▶ **Provided information**

__________________________________________________

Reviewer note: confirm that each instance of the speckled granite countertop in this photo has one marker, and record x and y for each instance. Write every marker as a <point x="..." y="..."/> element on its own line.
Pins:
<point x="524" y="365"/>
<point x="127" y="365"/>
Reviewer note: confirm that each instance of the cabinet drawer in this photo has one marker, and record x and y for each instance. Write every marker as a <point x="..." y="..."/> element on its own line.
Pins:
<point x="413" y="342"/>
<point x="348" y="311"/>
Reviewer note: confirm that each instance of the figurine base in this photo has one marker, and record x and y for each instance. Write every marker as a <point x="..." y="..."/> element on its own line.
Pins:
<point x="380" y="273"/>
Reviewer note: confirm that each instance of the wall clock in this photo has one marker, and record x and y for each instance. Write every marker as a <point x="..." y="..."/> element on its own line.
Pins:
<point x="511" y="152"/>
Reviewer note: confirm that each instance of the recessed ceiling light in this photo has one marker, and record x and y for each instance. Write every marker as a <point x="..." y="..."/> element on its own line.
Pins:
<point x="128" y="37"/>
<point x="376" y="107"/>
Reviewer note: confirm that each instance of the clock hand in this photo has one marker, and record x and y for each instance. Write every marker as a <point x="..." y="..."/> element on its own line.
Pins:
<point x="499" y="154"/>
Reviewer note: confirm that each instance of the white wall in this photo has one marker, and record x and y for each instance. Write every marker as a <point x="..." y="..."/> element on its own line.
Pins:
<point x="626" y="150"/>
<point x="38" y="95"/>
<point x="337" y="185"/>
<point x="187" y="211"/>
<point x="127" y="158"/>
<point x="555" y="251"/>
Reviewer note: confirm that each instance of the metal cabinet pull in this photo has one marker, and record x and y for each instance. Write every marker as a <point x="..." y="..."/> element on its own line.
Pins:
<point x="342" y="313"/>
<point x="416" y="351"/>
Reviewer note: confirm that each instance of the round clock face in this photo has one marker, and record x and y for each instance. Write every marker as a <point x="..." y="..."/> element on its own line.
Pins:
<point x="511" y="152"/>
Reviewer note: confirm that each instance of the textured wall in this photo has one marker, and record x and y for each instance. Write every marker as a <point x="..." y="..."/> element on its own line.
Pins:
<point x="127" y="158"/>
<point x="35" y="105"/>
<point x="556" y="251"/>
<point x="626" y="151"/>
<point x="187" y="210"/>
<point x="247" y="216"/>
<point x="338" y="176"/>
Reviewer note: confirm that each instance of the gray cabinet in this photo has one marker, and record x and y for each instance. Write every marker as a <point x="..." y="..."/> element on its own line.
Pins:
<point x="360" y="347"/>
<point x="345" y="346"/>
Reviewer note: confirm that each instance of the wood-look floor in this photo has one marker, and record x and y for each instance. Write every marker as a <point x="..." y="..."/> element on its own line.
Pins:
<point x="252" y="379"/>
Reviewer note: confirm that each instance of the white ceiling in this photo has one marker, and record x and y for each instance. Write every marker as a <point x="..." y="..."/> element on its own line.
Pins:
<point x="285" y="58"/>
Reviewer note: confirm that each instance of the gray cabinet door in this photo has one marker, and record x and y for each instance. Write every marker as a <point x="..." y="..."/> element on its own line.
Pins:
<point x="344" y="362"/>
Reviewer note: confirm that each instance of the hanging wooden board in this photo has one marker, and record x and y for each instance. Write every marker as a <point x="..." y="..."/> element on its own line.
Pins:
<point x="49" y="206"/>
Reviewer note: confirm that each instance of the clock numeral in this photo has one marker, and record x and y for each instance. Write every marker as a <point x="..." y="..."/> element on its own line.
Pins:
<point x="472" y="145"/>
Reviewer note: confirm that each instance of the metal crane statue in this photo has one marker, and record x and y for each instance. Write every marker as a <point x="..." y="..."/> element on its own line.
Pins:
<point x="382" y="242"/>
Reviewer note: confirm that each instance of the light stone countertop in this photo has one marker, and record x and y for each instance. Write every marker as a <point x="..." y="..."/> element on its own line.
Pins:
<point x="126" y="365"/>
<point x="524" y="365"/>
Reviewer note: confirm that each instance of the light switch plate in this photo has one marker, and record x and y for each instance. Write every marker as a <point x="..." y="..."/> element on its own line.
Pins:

__________________________________________________

▶ **Work order**
Without omitting anything, output the entries exactly.

▶ **Exercise output**
Reviewer note: confirm that each instance of the speckled granite countertop in this photo has one marker, and record x and y for each instance. Write every marker as a <point x="..." y="..."/> element on its own line.
Pins:
<point x="524" y="365"/>
<point x="127" y="365"/>
Reviewer note: confirm that each instance of the cabinet drawer in this photo has one marker, and record x and y for each instance. Write every marker as a <point x="..." y="..."/> element on its own line.
Pins:
<point x="413" y="342"/>
<point x="348" y="311"/>
Reviewer note: confirm that each instance of the figurine base in this photo has one marker, and record x and y for each instance. Write every marker as a <point x="..." y="..."/> element on its own line.
Pins:
<point x="380" y="273"/>
Reviewer note: confirm that each instance of the wall clock in this photo has one marker, and record x and y for each instance. Write every marker as a <point x="..." y="..."/> element on its own line.
Pins:
<point x="511" y="152"/>
Reviewer note: confirm that each instance of the recessed ceiling light in this photo has one marker, and record x and y for each instance. Write every marker as a <point x="..." y="..."/> element on its own line.
Pins:
<point x="128" y="37"/>
<point x="376" y="107"/>
Reviewer note: confirm that each instance of the clock hand in this photo has one marker, and record x and y for each instance. Write every marker as a <point x="..." y="..."/> element on its own line.
Pins:
<point x="499" y="154"/>
Reviewer note: confirm that each instance of the white wall in this photo has one marker, and record x and y for each instance. Write every marker as a <point x="..." y="..."/> element on its own line.
Pins:
<point x="626" y="150"/>
<point x="38" y="95"/>
<point x="337" y="185"/>
<point x="187" y="211"/>
<point x="127" y="158"/>
<point x="555" y="251"/>
Reviewer note: confirm that each instance of the metal cabinet pull in this photo has one marker, and record x and y for each instance. Write every marker as a <point x="..." y="..."/> element on its own line.
Pins:
<point x="342" y="313"/>
<point x="416" y="351"/>
Reviewer note: confirm that each instance of the round clock face in this photo has one marker, and record x and y for each instance. Write every marker as a <point x="..." y="..."/> element on its own line.
Pins:
<point x="511" y="152"/>
Reviewer note: confirm that each instance of the textured wall in this photo has one marker, and record x and y for each instance. Write every marker as a <point x="..." y="..."/> element on its own line.
Pins:
<point x="127" y="158"/>
<point x="35" y="105"/>
<point x="556" y="251"/>
<point x="626" y="151"/>
<point x="187" y="210"/>
<point x="247" y="216"/>
<point x="338" y="176"/>
Reviewer note: confirm that each instance of the gray cabinet in this photo has one marker, and record x and y for each instance. Write every marker as a <point x="..." y="..."/> element on its own line.
Pins:
<point x="360" y="347"/>
<point x="345" y="346"/>
Reviewer note: confirm that each instance of the wood-look floor in this photo has one marker, and record x and y for each instance. Write every marker as a <point x="..." y="..."/> element on its own line.
Pins:
<point x="252" y="379"/>
Reviewer note: confirm that each instance of the white ceiling in this photo has one marker, and record x and y for each instance. Write every marker as a <point x="..." y="..."/> element on its own line.
Pins:
<point x="285" y="58"/>
Reviewer note: confirm that each instance of the gray cabinet door in this photo has one marker, and record x and y for each instance. Write every marker as a <point x="..." y="..."/> element on its own line.
Pins:
<point x="344" y="362"/>
Reviewer note: confirm that each instance of the hanging wooden board in this photo has one marker, and record x and y for each instance. Write every marker as a <point x="..." y="..."/> element on its own line.
Pins:
<point x="49" y="206"/>
Reviewer note: confirm that each instance of the clock numeral in this photo has one marker, and record x and y for each instance. Write every marker as a <point x="..." y="..."/> element on its own line.
Pins:
<point x="472" y="145"/>
Reviewer note: confirm that each instance of the metal crane statue in this photo has one marker, and record x and y for each instance. Write every marker as a <point x="..." y="..."/> element on its own line.
Pins:
<point x="382" y="242"/>
Reviewer note: confirm that each instance of the light stone countertop in this photo has one marker, and record x and y for each instance. Write every marker as a <point x="..." y="..."/> element on its own line.
Pins:
<point x="126" y="365"/>
<point x="524" y="365"/>
Reviewer note: confirm that each instance of the light switch plate in this photo has one marker, and record x and y for each instance. Write every marker as a <point x="..." y="..."/> element on its own line.
Pins:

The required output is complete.